### Given text
####
Economics professor flunks own subject

Lockdown Australia: Economics professor flunks his own subject

In the desperate hands of its supporters, lockdown seems to be either everything or nothing – everything when it comes to ‘saving lives’ but not that much, really, when it comes to its economic cost, at least according to one economics professor in Australia (Professor Richard Holden, University of New South Wales) who manages to flunk his own subject by incorporating both extremes in his cost-benefit analysis of lockdown in Australia. Holden is is probably representative of the breed of lockdown-supporting economist, and the core principles of his cost-benefit analysis methodology are likely to be shared by them.

The professor magics up figures claiming to show that the lockdown will cost Australia only (only!) $90 billion but will avoid a $1 trillion cost from lives which would otherwise be lost to the virus ($1 of lockdown pain for $12 of economic gain).
####
### Information provided
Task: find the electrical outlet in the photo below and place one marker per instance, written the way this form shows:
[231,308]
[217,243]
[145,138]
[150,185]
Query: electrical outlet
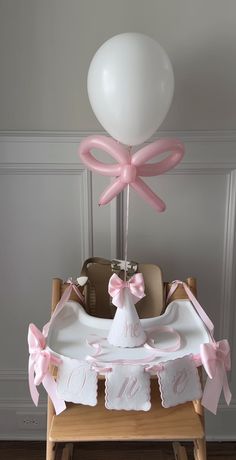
[31,420]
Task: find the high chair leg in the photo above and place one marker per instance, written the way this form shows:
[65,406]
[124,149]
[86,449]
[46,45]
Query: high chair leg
[200,449]
[51,446]
[67,452]
[179,451]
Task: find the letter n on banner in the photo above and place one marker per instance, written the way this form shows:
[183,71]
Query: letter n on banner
[128,387]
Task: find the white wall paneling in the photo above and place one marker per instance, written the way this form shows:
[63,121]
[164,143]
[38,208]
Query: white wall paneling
[50,222]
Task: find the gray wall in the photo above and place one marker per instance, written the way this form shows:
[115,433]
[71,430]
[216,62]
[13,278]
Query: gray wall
[46,47]
[50,221]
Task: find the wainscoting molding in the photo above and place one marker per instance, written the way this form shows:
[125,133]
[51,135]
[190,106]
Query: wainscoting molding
[208,153]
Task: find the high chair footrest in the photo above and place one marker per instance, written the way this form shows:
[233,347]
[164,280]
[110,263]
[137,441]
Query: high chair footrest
[83,423]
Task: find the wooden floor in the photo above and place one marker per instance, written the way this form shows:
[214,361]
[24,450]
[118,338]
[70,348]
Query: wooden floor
[22,450]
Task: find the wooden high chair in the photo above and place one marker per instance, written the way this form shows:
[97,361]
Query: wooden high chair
[83,423]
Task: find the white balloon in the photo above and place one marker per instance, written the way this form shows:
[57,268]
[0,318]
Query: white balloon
[130,87]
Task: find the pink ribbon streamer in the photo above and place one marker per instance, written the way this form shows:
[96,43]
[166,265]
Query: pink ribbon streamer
[64,298]
[116,287]
[206,320]
[96,343]
[39,361]
[128,169]
[216,361]
[215,357]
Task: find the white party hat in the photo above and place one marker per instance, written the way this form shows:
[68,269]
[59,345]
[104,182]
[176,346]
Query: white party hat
[126,329]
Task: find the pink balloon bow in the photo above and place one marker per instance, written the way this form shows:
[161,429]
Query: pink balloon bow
[39,360]
[116,288]
[129,168]
[216,361]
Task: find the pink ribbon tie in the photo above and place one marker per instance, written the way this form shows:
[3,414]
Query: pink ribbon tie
[64,298]
[216,361]
[39,362]
[206,320]
[128,169]
[116,287]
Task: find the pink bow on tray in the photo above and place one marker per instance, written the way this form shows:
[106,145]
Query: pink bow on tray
[129,168]
[135,286]
[216,361]
[39,361]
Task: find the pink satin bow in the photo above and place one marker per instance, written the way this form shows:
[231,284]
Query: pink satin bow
[64,298]
[116,288]
[39,361]
[216,361]
[129,168]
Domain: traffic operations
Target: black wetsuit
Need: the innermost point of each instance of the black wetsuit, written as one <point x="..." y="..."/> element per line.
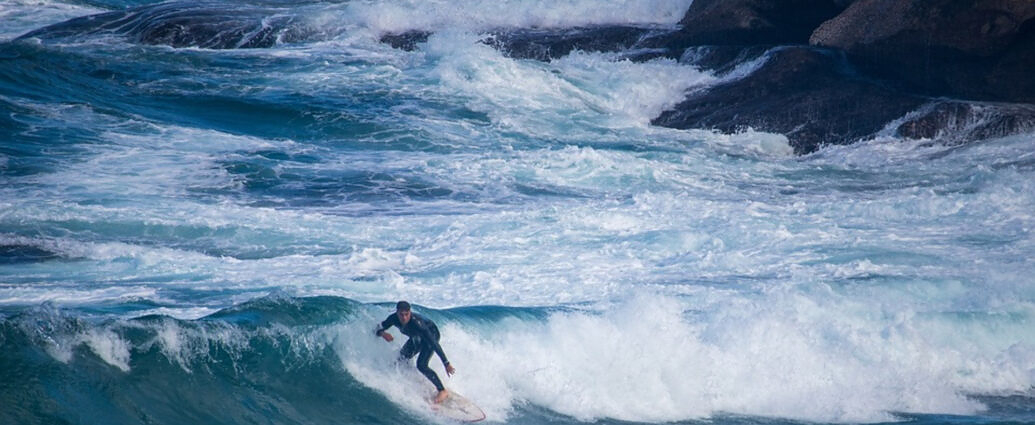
<point x="423" y="338"/>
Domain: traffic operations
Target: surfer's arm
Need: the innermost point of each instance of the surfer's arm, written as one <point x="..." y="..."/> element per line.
<point x="388" y="323"/>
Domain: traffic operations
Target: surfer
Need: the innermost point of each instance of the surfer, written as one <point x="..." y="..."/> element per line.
<point x="423" y="338"/>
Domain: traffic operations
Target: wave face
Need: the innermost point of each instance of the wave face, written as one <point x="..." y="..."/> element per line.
<point x="200" y="230"/>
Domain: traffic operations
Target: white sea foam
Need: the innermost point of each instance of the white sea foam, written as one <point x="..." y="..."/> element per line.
<point x="658" y="359"/>
<point x="482" y="14"/>
<point x="24" y="16"/>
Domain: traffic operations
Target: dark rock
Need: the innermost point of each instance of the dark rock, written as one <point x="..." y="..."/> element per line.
<point x="957" y="122"/>
<point x="753" y="22"/>
<point x="546" y="44"/>
<point x="406" y="40"/>
<point x="186" y="25"/>
<point x="721" y="59"/>
<point x="968" y="49"/>
<point x="810" y="95"/>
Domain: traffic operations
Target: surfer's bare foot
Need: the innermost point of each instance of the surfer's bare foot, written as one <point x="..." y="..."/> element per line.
<point x="442" y="396"/>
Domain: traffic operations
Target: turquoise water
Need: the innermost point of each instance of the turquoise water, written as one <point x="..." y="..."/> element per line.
<point x="208" y="236"/>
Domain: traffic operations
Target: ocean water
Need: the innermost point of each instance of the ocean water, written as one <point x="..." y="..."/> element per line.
<point x="198" y="236"/>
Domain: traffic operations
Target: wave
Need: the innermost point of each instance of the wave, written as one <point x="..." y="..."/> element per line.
<point x="649" y="359"/>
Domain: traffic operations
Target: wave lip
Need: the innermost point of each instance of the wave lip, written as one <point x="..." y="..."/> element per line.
<point x="204" y="25"/>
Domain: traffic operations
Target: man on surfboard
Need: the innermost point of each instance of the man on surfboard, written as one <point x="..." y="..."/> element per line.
<point x="423" y="339"/>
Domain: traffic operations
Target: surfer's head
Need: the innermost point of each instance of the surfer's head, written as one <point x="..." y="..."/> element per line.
<point x="403" y="311"/>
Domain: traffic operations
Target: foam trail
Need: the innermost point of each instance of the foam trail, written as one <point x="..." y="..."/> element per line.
<point x="647" y="361"/>
<point x="482" y="14"/>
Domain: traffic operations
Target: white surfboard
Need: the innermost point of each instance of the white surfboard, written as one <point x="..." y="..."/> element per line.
<point x="457" y="407"/>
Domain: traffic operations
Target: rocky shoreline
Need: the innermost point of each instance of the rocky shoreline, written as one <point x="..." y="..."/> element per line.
<point x="832" y="72"/>
<point x="837" y="71"/>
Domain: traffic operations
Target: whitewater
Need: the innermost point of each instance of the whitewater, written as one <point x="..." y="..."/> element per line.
<point x="193" y="235"/>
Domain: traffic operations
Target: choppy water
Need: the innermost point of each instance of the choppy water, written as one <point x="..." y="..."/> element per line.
<point x="208" y="236"/>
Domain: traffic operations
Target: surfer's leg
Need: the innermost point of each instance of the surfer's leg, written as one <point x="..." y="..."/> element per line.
<point x="425" y="356"/>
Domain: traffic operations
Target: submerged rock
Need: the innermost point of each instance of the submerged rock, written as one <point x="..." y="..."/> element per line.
<point x="753" y="22"/>
<point x="957" y="122"/>
<point x="810" y="95"/>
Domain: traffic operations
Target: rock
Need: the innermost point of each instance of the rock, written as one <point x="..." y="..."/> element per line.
####
In the article on the Australian lockdown, what total does Professor Richard Holden claim the lockdown will cost Australia? The records are not used here.

$90 billion